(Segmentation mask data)
Content starts
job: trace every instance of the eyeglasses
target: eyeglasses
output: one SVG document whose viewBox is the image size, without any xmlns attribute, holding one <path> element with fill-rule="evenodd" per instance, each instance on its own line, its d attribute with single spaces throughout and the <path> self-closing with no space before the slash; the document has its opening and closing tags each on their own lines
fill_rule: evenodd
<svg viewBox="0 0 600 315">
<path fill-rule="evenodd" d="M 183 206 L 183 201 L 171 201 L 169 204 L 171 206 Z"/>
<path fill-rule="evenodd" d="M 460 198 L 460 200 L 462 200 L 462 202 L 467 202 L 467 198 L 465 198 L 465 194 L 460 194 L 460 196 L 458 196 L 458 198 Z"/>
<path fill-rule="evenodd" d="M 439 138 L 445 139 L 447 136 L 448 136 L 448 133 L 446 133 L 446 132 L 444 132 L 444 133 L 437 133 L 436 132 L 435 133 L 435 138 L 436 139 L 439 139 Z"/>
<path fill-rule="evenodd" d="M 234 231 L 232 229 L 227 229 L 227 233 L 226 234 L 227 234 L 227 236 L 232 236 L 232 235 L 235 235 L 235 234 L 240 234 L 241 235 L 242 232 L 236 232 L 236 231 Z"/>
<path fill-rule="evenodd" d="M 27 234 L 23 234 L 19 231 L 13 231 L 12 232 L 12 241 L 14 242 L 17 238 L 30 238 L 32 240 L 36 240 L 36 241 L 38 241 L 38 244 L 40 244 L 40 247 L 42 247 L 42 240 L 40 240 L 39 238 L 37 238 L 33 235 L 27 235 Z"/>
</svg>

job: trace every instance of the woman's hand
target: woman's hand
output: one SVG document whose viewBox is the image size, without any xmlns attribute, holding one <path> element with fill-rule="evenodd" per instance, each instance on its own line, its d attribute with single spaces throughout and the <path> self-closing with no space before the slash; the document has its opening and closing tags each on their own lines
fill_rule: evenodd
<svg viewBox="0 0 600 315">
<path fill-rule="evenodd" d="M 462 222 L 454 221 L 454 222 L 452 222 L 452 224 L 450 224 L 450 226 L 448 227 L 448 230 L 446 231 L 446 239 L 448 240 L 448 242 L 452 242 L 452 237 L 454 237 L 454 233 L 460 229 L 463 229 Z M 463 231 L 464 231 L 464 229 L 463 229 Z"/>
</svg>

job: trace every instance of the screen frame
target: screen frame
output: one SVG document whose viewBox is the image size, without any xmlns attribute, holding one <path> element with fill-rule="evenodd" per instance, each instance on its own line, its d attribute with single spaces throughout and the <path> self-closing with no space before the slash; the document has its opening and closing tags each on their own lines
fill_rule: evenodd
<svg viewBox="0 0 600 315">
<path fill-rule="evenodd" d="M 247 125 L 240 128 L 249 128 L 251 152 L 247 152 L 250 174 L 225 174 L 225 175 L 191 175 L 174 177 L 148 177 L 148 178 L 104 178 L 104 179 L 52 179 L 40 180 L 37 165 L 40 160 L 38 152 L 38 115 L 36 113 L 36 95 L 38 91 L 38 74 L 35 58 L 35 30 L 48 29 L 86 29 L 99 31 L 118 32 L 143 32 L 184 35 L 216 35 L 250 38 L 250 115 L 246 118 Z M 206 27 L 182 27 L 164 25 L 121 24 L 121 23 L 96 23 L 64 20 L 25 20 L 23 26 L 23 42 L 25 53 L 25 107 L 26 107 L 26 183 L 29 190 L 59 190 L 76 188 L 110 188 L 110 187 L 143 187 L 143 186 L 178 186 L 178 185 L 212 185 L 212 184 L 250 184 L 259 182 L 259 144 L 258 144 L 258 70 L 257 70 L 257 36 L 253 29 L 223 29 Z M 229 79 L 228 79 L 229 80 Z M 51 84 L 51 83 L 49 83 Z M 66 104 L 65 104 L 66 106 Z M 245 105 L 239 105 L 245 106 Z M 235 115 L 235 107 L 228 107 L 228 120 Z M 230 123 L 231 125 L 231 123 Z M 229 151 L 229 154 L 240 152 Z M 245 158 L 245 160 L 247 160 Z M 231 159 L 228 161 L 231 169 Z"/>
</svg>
Content ends
### WHAT TO WORK ON
Could you repeat every record above exactly as it stands?

### YOUR RESPONSE
job: trace every instance of the eyeglasses
target: eyeglasses
output: one SVG document whose viewBox is the image size, without any xmlns attribute, holding one <path> element with fill-rule="evenodd" per instance, each instance on its own line, its d attribute with single spaces throughout and the <path> self-closing with no space before the slash; the document has its opening and closing tags each on their own lines
fill_rule: evenodd
<svg viewBox="0 0 600 315">
<path fill-rule="evenodd" d="M 183 206 L 183 201 L 171 201 L 169 204 L 171 206 Z"/>
<path fill-rule="evenodd" d="M 460 198 L 460 200 L 462 200 L 462 202 L 467 202 L 467 198 L 465 198 L 465 194 L 460 194 L 460 196 L 458 196 L 458 198 Z"/>
<path fill-rule="evenodd" d="M 439 138 L 445 139 L 447 136 L 448 136 L 448 133 L 446 133 L 446 132 L 444 132 L 444 133 L 437 133 L 436 132 L 435 133 L 435 138 L 436 139 L 439 139 Z"/>
<path fill-rule="evenodd" d="M 234 231 L 232 229 L 227 229 L 227 233 L 226 234 L 227 234 L 227 236 L 232 236 L 232 235 L 235 235 L 235 234 L 240 234 L 241 235 L 242 232 L 236 232 L 236 231 Z"/>
<path fill-rule="evenodd" d="M 27 234 L 23 234 L 19 231 L 13 231 L 12 232 L 12 241 L 14 242 L 17 238 L 30 238 L 32 240 L 36 240 L 36 241 L 38 241 L 38 244 L 40 244 L 40 247 L 42 247 L 42 240 L 40 240 L 39 238 L 37 238 L 33 235 L 27 235 Z"/>
</svg>

job: trace every instance of the woman's hand
target: woman's hand
output: one SVG document whose viewBox is the image size, without any xmlns attribute, holding one <path> element with fill-rule="evenodd" per instance, each instance on its own line, its d attribute with single spaces throughout and the <path> self-closing with no space before the slash; the document has its opening and closing tags each on their own lines
fill_rule: evenodd
<svg viewBox="0 0 600 315">
<path fill-rule="evenodd" d="M 462 222 L 454 221 L 454 222 L 452 222 L 452 224 L 450 224 L 450 226 L 448 227 L 448 230 L 446 231 L 446 239 L 448 240 L 448 242 L 452 242 L 452 237 L 454 237 L 454 233 L 460 229 L 463 229 Z M 463 231 L 464 231 L 464 229 L 463 229 Z"/>
</svg>

job: trace every instance of the screen frame
target: screen frame
output: one SVG document whose viewBox is the image size, without any xmlns attribute, holding one <path> element with fill-rule="evenodd" per instance, each instance on its own line, its d attribute with single spaces throughout and the <path> self-closing with no space before the slash; the document has its opening and closing tags each on their own lines
fill_rule: evenodd
<svg viewBox="0 0 600 315">
<path fill-rule="evenodd" d="M 247 125 L 240 128 L 249 128 L 251 152 L 247 152 L 250 174 L 225 174 L 225 175 L 191 175 L 174 177 L 148 177 L 148 178 L 104 178 L 104 179 L 52 179 L 40 180 L 37 165 L 40 160 L 38 152 L 38 115 L 36 113 L 36 95 L 38 91 L 38 74 L 35 58 L 35 30 L 48 29 L 86 29 L 99 31 L 118 32 L 143 32 L 184 35 L 216 35 L 250 38 L 250 115 L 246 118 Z M 206 27 L 182 27 L 164 25 L 121 24 L 121 23 L 96 23 L 64 20 L 25 20 L 23 26 L 23 42 L 25 53 L 25 107 L 26 107 L 26 183 L 29 190 L 59 190 L 76 188 L 110 188 L 110 187 L 143 187 L 143 186 L 178 186 L 178 185 L 212 185 L 212 184 L 250 184 L 259 182 L 259 144 L 258 144 L 258 70 L 257 70 L 257 36 L 253 29 L 223 29 Z M 229 79 L 228 79 L 229 80 Z M 51 84 L 51 83 L 49 83 Z M 66 104 L 65 104 L 66 106 Z M 245 105 L 239 105 L 245 106 Z M 235 115 L 235 107 L 228 107 L 228 120 Z M 230 123 L 231 125 L 231 123 Z M 229 151 L 229 154 L 240 152 Z M 245 158 L 245 160 L 247 160 Z M 231 159 L 228 161 L 231 169 Z"/>
</svg>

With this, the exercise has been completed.